Outside Zurich in 1904, young Sabina Spielrein (Keira Knightly) is being treated at a mental hospital for her masochistic hysteria. Dr. Carl Jung (Michael Fassbender), a country parson's son, is using Sigmund Freud's psychoanalysis (the talking cure) to treat her. In the process, he learns that when she was a little girl and her father beat and humiliated her, she experienced sexual arousal. At times, this troubled patient reveals her intelligence and at other times she contorts her face and juts out her jaw like a wild animal. Yet under Jung's patient and probing care, Sabina improves.

It is with great anticipation and pleasure that Jung finally meets his mentor, Sigmund Freud (Viggo Mortensen), a cigar-smoking, arrogant, and avid defender of his besieged theory about the all-important role of sex in human development. The master is quite impressed with Jung's seriousness and skills and so he sends Dr. Otto Gross (Vincent Cassel) for treatment to him. This outspoken maverick and cocaine addict believes in polygamy as a path to true fulfillment and freedom. His motto is "Don't repress anything." He suggests that Jung have sex with the virginal Sabina. Given the fact that she already had signaled her therapist that she wanted to have sex with him, Jung begins an affair with her, spiced with her delight in hard spankings. Meanwhile, Jung's wealthy and patient wife Emma (Sarah Gadon) desperately wants to give him a son after two daughters.

Problem 1
Summarize the film synopsis above in two sentences.
Problem 2
Please write out the part of the film synopsis starting at "It is with great" and ending at "after two daughters.", switching "polygamy" to "free love".

Information
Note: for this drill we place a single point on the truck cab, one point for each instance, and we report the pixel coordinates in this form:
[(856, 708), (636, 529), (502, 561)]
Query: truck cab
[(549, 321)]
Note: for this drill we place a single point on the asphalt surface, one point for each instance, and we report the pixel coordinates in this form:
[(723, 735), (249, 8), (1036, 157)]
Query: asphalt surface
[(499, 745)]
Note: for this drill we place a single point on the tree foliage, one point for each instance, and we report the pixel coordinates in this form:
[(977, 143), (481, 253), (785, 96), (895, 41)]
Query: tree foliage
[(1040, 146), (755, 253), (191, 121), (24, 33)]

* * *

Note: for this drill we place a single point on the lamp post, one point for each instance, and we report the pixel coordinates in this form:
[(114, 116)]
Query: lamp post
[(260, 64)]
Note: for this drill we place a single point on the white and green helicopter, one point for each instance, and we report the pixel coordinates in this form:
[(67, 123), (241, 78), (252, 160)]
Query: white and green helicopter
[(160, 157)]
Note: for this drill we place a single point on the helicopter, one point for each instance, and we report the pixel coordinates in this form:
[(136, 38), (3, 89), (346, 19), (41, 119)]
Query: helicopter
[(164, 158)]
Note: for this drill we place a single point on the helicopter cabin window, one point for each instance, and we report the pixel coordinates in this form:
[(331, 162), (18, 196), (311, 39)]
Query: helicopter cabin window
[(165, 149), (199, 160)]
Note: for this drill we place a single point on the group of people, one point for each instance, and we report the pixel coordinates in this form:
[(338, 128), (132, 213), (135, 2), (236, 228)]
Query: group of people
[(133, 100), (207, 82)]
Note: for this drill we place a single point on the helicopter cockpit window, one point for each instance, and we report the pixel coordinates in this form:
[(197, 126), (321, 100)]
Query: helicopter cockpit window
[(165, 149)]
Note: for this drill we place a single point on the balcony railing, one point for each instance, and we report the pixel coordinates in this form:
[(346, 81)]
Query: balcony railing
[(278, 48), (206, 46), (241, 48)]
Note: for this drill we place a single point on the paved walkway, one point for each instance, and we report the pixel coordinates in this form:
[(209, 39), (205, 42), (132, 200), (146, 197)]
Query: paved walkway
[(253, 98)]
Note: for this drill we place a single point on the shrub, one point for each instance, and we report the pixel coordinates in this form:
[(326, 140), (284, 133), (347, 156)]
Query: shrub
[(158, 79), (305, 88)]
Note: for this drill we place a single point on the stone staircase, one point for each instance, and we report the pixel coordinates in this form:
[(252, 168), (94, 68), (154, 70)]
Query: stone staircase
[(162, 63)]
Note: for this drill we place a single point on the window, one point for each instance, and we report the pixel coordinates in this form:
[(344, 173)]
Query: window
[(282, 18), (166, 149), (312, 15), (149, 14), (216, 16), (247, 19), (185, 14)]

Task answer 1
Near Zurich in 1904, Dr. Carl Jung uses Sigmund Freud's talking cure to treat the troubled Sabina Spielrein, who improves under his care. After Freud sends him the outspoken maverick Dr. Otto Gross for treatment, Jung begins an affair with Sabina while his wife Emma hopes to give him a son.

Task answer 2
It is with great anticipation and pleasure that Jung finally meets his mentor, Sigmund Freud (Viggo Mortensen), a cigar-smoking, arrogant, and avid defender of his besieged theory about the all-important role of sex in human development. The master is quite impressed with Jung's seriousness and skills and so he sends Dr. Otto Gross (Vincent Cassel) for treatment to him. This outspoken maverick and cocaine addict believes in free love as a path to true fulfillment and freedom. His motto is "Don't repress anything." He suggests that Jung have sex with the virginal Sabina. Given the fact that she already had signaled her therapist that she wanted to have sex with him, Jung begins an affair with her, spiced with her delight in hard spankings. Meanwhile, Jung's wealthy and patient wife Emma (Sarah Gadon) desperately wants to give him a son after two daughters.